Items from a data source:
*** Block opens ***

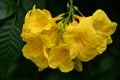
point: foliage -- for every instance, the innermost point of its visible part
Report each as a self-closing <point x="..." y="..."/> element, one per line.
<point x="13" y="66"/>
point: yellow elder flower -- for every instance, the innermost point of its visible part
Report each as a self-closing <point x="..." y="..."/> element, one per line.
<point x="60" y="58"/>
<point x="36" y="21"/>
<point x="103" y="25"/>
<point x="89" y="37"/>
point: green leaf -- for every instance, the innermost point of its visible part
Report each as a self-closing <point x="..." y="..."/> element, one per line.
<point x="10" y="45"/>
<point x="7" y="8"/>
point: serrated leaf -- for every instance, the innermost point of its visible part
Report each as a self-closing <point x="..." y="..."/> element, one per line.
<point x="10" y="45"/>
<point x="7" y="8"/>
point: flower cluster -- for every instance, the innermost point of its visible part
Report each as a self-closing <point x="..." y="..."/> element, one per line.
<point x="51" y="43"/>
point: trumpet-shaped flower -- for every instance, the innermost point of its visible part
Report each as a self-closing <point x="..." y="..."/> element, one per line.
<point x="36" y="21"/>
<point x="90" y="36"/>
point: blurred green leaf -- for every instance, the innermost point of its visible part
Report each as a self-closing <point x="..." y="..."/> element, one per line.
<point x="10" y="45"/>
<point x="27" y="6"/>
<point x="7" y="8"/>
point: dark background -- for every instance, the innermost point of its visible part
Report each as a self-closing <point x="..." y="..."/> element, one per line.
<point x="104" y="67"/>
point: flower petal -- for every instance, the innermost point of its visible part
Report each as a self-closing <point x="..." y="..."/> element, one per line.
<point x="59" y="58"/>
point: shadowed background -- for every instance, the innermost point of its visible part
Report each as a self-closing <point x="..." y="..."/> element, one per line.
<point x="16" y="67"/>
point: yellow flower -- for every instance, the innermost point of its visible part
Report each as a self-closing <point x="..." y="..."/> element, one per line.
<point x="36" y="21"/>
<point x="103" y="25"/>
<point x="60" y="58"/>
<point x="90" y="36"/>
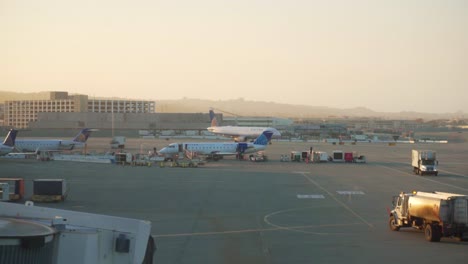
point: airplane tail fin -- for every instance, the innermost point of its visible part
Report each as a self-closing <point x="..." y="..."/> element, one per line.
<point x="10" y="138"/>
<point x="83" y="135"/>
<point x="213" y="120"/>
<point x="264" y="138"/>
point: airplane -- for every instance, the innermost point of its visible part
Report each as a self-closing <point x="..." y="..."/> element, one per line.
<point x="240" y="134"/>
<point x="8" y="144"/>
<point x="216" y="150"/>
<point x="36" y="145"/>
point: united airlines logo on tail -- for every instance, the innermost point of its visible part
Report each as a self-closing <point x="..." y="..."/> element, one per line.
<point x="263" y="138"/>
<point x="83" y="135"/>
<point x="214" y="122"/>
<point x="10" y="138"/>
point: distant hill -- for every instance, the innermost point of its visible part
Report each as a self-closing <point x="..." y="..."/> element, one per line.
<point x="241" y="107"/>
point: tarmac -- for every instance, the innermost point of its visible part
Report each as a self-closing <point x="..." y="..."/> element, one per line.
<point x="233" y="211"/>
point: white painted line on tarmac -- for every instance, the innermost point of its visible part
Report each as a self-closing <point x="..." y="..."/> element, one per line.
<point x="310" y="196"/>
<point x="350" y="192"/>
<point x="339" y="202"/>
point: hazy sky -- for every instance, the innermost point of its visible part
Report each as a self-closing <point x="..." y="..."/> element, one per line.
<point x="392" y="55"/>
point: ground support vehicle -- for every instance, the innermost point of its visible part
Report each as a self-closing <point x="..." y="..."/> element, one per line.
<point x="439" y="214"/>
<point x="424" y="162"/>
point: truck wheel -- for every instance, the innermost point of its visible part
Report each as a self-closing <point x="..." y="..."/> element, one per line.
<point x="432" y="233"/>
<point x="392" y="223"/>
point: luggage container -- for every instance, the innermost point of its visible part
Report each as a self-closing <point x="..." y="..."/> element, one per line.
<point x="349" y="157"/>
<point x="338" y="156"/>
<point x="319" y="156"/>
<point x="49" y="190"/>
<point x="16" y="188"/>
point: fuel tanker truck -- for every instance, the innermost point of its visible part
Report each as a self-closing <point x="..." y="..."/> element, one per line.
<point x="439" y="214"/>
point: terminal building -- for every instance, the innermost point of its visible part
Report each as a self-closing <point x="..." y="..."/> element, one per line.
<point x="20" y="113"/>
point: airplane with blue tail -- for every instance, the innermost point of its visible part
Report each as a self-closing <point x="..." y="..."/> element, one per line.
<point x="238" y="133"/>
<point x="8" y="144"/>
<point x="216" y="150"/>
<point x="35" y="145"/>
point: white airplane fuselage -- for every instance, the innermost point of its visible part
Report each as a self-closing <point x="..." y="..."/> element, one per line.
<point x="211" y="148"/>
<point x="242" y="133"/>
<point x="31" y="145"/>
<point x="5" y="150"/>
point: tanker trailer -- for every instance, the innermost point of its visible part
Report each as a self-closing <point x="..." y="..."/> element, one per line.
<point x="439" y="214"/>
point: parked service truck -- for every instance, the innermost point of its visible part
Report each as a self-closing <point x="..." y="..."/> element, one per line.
<point x="424" y="162"/>
<point x="439" y="214"/>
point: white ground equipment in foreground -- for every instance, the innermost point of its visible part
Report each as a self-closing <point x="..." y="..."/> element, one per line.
<point x="31" y="234"/>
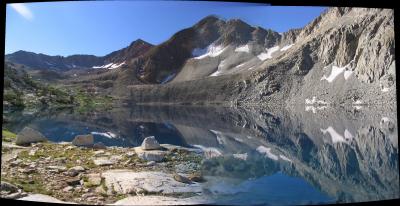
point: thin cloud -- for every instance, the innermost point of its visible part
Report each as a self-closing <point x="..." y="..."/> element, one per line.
<point x="23" y="10"/>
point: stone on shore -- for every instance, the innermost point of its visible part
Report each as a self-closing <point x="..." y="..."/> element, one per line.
<point x="28" y="136"/>
<point x="150" y="143"/>
<point x="83" y="140"/>
<point x="162" y="200"/>
<point x="42" y="198"/>
<point x="8" y="187"/>
<point x="99" y="145"/>
<point x="151" y="155"/>
<point x="103" y="162"/>
<point x="127" y="181"/>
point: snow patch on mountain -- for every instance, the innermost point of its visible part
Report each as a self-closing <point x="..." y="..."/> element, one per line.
<point x="336" y="71"/>
<point x="199" y="52"/>
<point x="240" y="65"/>
<point x="240" y="156"/>
<point x="347" y="74"/>
<point x="244" y="48"/>
<point x="263" y="56"/>
<point x="108" y="66"/>
<point x="335" y="136"/>
<point x="267" y="151"/>
<point x="314" y="100"/>
<point x="212" y="51"/>
<point x="286" y="47"/>
<point x="283" y="157"/>
<point x="215" y="74"/>
<point x="105" y="134"/>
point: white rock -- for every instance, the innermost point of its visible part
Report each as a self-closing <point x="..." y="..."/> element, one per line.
<point x="126" y="181"/>
<point x="43" y="198"/>
<point x="162" y="200"/>
<point x="150" y="143"/>
<point x="83" y="140"/>
<point x="103" y="162"/>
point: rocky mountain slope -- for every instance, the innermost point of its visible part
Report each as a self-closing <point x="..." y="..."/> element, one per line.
<point x="75" y="62"/>
<point x="20" y="90"/>
<point x="345" y="56"/>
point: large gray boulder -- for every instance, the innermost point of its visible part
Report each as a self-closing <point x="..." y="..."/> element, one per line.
<point x="150" y="143"/>
<point x="83" y="140"/>
<point x="8" y="187"/>
<point x="28" y="136"/>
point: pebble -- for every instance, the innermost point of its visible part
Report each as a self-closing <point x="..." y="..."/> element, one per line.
<point x="68" y="189"/>
<point x="151" y="163"/>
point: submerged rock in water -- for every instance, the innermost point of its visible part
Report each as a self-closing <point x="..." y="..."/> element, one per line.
<point x="181" y="178"/>
<point x="83" y="140"/>
<point x="5" y="186"/>
<point x="99" y="145"/>
<point x="150" y="143"/>
<point x="28" y="136"/>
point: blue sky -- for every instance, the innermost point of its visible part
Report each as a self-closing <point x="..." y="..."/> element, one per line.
<point x="101" y="27"/>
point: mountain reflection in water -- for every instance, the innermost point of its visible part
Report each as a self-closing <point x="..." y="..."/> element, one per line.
<point x="256" y="156"/>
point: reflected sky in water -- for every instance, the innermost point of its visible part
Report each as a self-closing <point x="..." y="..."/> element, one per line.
<point x="255" y="156"/>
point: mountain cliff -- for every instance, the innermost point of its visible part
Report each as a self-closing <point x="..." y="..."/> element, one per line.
<point x="344" y="56"/>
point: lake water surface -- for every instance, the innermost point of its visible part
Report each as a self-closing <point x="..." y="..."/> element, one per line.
<point x="274" y="157"/>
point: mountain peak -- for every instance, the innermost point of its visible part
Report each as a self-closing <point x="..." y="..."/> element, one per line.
<point x="210" y="19"/>
<point x="139" y="41"/>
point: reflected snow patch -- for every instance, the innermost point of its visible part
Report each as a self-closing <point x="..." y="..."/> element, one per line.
<point x="267" y="151"/>
<point x="335" y="136"/>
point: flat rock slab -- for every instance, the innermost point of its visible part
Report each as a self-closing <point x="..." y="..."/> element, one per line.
<point x="103" y="162"/>
<point x="162" y="200"/>
<point x="43" y="198"/>
<point x="151" y="155"/>
<point x="127" y="181"/>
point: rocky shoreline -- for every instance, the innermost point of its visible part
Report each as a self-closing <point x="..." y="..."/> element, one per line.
<point x="67" y="173"/>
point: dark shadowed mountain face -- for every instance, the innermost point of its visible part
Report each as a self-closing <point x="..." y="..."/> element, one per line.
<point x="61" y="64"/>
<point x="344" y="56"/>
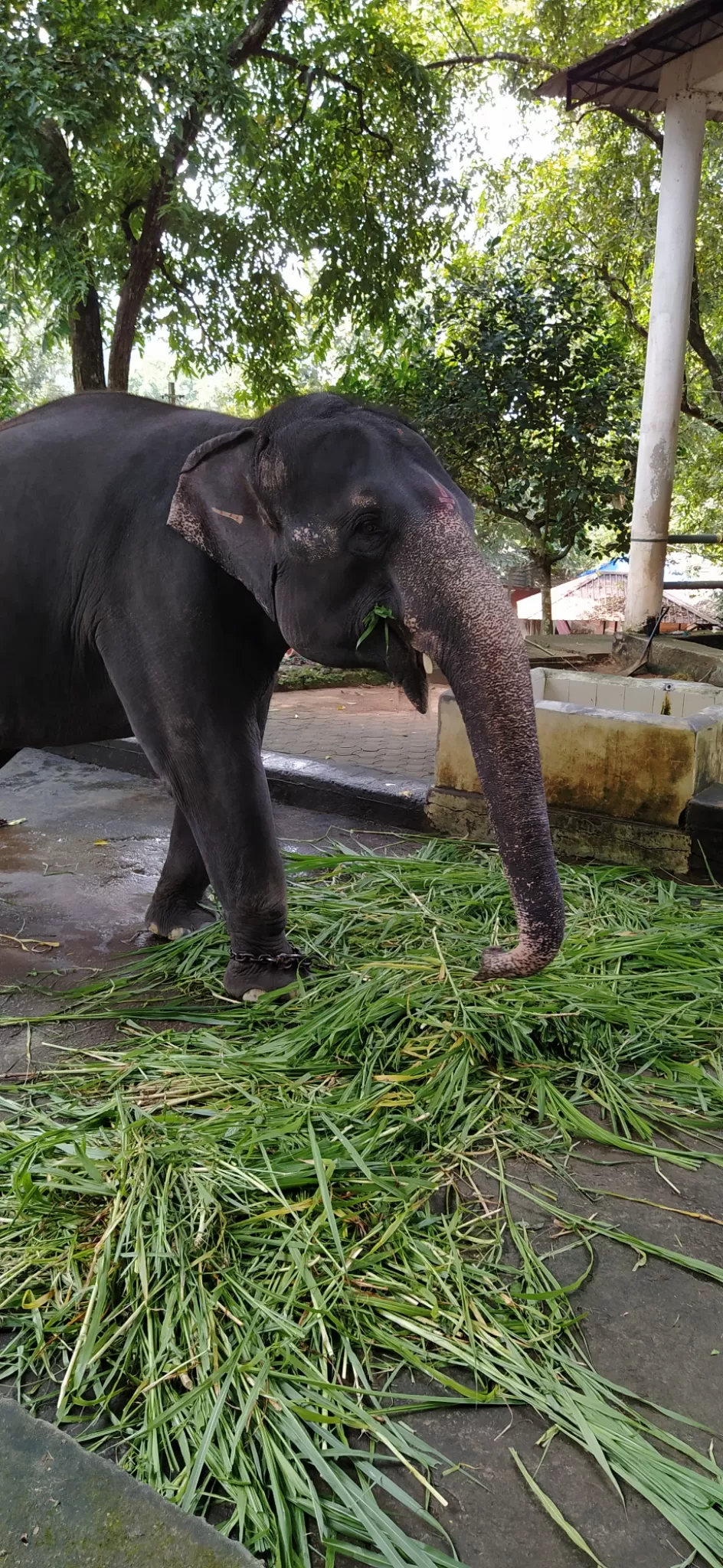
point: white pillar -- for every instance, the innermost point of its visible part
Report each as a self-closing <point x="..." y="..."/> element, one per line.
<point x="666" y="358"/>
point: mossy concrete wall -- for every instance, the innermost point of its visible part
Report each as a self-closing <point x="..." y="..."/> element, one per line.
<point x="576" y="835"/>
<point x="620" y="764"/>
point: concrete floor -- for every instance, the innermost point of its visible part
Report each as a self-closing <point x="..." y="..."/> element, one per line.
<point x="369" y="727"/>
<point x="654" y="1328"/>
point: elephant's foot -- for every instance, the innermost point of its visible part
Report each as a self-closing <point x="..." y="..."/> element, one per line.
<point x="253" y="975"/>
<point x="172" y="916"/>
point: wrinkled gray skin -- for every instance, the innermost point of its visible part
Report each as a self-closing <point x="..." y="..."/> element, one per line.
<point x="311" y="516"/>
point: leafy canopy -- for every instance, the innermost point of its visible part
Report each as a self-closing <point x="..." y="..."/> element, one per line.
<point x="328" y="145"/>
<point x="518" y="377"/>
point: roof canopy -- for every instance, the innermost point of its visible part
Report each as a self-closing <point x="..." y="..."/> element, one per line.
<point x="628" y="73"/>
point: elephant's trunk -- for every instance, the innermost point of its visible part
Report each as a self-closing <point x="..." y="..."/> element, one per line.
<point x="458" y="613"/>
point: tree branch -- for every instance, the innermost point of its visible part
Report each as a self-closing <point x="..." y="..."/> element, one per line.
<point x="507" y="511"/>
<point x="621" y="297"/>
<point x="502" y="57"/>
<point x="309" y="73"/>
<point x="695" y="411"/>
<point x="145" y="253"/>
<point x="698" y="341"/>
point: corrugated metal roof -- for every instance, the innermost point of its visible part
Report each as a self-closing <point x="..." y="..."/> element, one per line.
<point x="600" y="593"/>
<point x="626" y="74"/>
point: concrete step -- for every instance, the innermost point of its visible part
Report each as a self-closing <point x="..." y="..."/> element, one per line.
<point x="61" y="1508"/>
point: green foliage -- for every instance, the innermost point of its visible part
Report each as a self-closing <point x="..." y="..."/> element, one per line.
<point x="224" y="1236"/>
<point x="8" y="386"/>
<point x="519" y="378"/>
<point x="326" y="145"/>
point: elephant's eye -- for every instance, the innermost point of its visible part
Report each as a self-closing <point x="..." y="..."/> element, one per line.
<point x="369" y="526"/>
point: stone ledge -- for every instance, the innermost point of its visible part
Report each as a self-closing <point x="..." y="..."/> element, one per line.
<point x="576" y="835"/>
<point x="63" y="1508"/>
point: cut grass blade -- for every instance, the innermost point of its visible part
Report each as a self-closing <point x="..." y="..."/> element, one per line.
<point x="223" y="1243"/>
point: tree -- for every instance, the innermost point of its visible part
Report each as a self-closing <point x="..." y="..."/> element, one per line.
<point x="162" y="162"/>
<point x="601" y="181"/>
<point x="519" y="378"/>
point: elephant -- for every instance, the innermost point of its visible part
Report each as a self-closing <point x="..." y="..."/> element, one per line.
<point x="155" y="565"/>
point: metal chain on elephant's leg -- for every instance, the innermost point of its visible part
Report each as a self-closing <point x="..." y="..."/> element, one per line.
<point x="293" y="960"/>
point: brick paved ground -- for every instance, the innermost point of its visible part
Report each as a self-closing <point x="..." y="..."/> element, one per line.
<point x="368" y="727"/>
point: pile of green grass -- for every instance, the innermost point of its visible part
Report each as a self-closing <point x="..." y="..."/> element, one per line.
<point x="314" y="678"/>
<point x="223" y="1237"/>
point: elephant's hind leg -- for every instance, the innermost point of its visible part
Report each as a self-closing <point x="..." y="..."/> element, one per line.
<point x="176" y="905"/>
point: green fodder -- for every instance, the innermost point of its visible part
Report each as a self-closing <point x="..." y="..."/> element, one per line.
<point x="223" y="1243"/>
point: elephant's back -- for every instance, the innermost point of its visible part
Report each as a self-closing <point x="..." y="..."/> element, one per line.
<point x="93" y="456"/>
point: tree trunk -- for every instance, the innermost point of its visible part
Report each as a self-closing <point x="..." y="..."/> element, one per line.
<point x="546" y="595"/>
<point x="87" y="345"/>
<point x="129" y="309"/>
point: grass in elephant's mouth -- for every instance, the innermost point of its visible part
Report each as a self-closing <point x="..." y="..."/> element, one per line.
<point x="221" y="1243"/>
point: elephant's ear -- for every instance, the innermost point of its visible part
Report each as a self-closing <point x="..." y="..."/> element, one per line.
<point x="217" y="508"/>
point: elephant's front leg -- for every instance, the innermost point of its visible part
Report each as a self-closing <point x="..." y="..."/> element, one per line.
<point x="176" y="906"/>
<point x="229" y="811"/>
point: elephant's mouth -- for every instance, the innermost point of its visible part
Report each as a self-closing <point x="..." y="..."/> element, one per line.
<point x="389" y="648"/>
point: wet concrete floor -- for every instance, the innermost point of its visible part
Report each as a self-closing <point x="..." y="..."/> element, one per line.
<point x="651" y="1327"/>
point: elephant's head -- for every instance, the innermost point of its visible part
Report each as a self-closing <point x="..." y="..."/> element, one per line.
<point x="325" y="511"/>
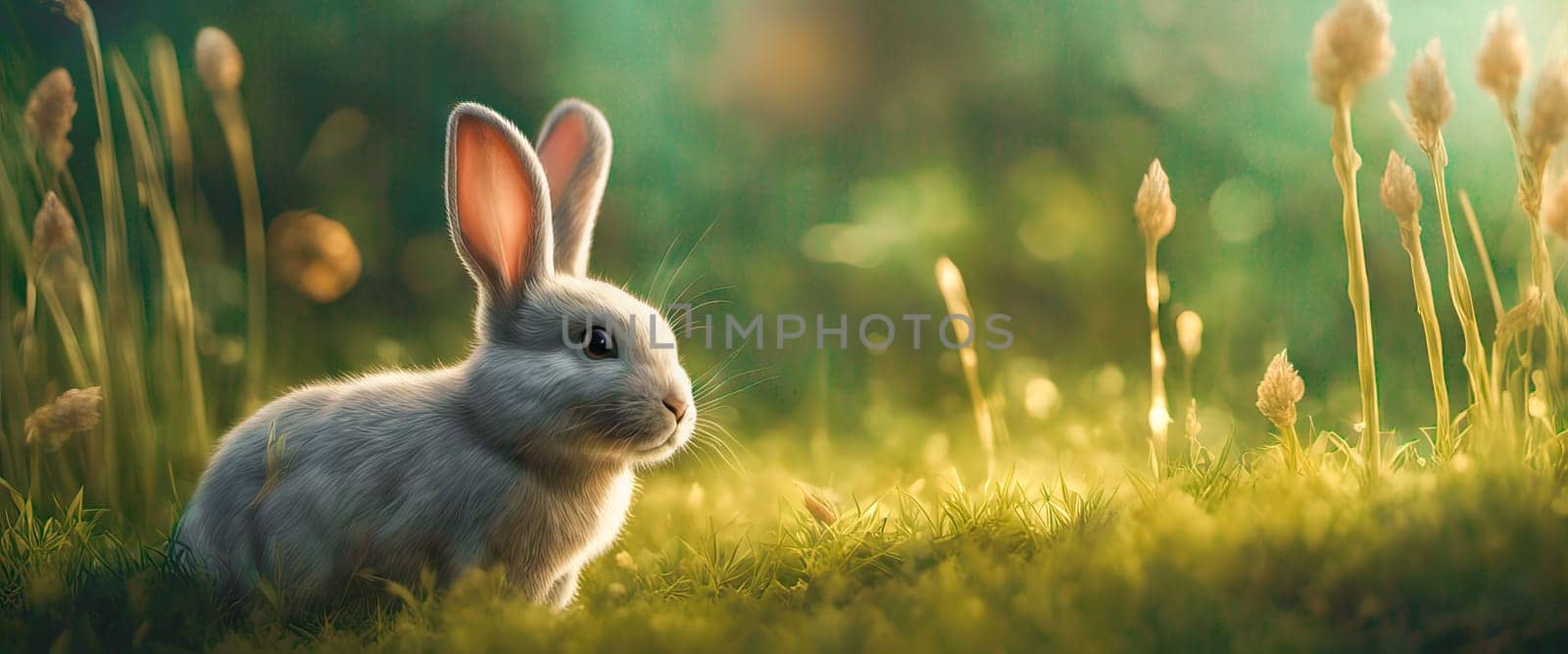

*** Block closes ***

• [Requirement]:
Please copy, exactly and with nothing else, the lines above beginning at the line that has "point: submerged rock" and ending with the line that has "point: reflected sky".

• [Written answer]:
point: submerged rock in water -- for every instance, the innermost point of its visible part
Report each as a self-closing <point x="..." y="..."/> element, one per line.
<point x="181" y="178"/>
<point x="83" y="140"/>
<point x="5" y="186"/>
<point x="99" y="145"/>
<point x="150" y="143"/>
<point x="28" y="136"/>
point: blue sky -- for every instance, the innermost point of its visible part
Report each as a self-closing <point x="..." y="..."/> element, one per line.
<point x="101" y="27"/>
point: mountain reflection in water -- for every instance, the innermost point of its visible part
Report each as a self-closing <point x="..." y="..."/> element, one per line.
<point x="256" y="156"/>
point: reflected sky in water -- for every instance, the innermost point of its visible part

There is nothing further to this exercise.